- **TASK TO CARRY OUT**: State how many lines in the entries below contain the string "leaf", with case taken into account. Give only the number.

- **DATA EXCERPTS**:
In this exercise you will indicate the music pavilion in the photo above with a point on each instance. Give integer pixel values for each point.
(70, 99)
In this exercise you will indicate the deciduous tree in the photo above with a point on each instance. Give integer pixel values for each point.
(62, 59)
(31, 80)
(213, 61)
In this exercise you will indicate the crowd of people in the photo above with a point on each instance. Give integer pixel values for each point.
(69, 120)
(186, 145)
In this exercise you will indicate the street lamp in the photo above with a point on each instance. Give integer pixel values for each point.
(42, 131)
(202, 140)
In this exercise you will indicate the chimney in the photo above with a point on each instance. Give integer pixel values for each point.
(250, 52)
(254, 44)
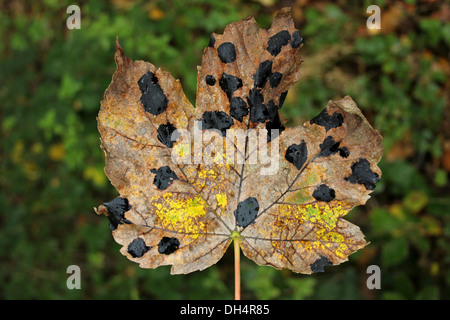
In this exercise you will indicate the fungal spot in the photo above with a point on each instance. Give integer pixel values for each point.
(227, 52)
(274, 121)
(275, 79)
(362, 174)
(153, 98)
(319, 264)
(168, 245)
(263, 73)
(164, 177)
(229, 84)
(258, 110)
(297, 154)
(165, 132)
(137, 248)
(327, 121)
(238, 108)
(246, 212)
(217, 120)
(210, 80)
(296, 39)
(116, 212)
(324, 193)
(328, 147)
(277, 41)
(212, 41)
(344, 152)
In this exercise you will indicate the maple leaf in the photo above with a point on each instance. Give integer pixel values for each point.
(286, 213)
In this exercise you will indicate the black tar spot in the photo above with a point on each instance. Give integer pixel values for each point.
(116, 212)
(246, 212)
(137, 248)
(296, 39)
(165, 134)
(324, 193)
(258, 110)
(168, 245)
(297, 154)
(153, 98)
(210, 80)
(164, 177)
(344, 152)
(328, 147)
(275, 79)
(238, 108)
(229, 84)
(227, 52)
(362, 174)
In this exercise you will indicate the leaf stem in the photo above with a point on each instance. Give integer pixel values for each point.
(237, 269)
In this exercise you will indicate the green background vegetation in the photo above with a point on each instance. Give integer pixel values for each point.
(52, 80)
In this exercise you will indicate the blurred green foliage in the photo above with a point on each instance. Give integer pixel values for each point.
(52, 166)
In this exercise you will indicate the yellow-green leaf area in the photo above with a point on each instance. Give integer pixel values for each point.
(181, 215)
---
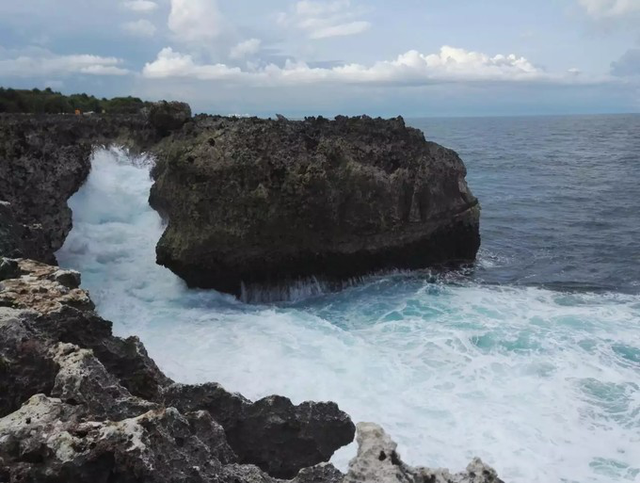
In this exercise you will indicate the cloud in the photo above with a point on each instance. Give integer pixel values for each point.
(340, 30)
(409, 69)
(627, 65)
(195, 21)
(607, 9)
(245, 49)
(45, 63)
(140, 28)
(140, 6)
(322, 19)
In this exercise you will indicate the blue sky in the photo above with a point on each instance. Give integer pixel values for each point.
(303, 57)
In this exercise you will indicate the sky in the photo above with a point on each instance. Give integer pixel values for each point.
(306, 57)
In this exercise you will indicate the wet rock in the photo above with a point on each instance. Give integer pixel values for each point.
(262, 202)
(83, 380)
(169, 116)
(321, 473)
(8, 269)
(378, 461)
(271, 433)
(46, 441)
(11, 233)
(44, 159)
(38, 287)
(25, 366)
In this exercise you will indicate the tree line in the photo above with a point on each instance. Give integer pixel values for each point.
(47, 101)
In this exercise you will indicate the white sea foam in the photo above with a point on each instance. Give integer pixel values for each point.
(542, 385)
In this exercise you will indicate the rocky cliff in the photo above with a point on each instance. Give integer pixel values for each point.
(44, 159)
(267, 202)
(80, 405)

- **REPLY**: 3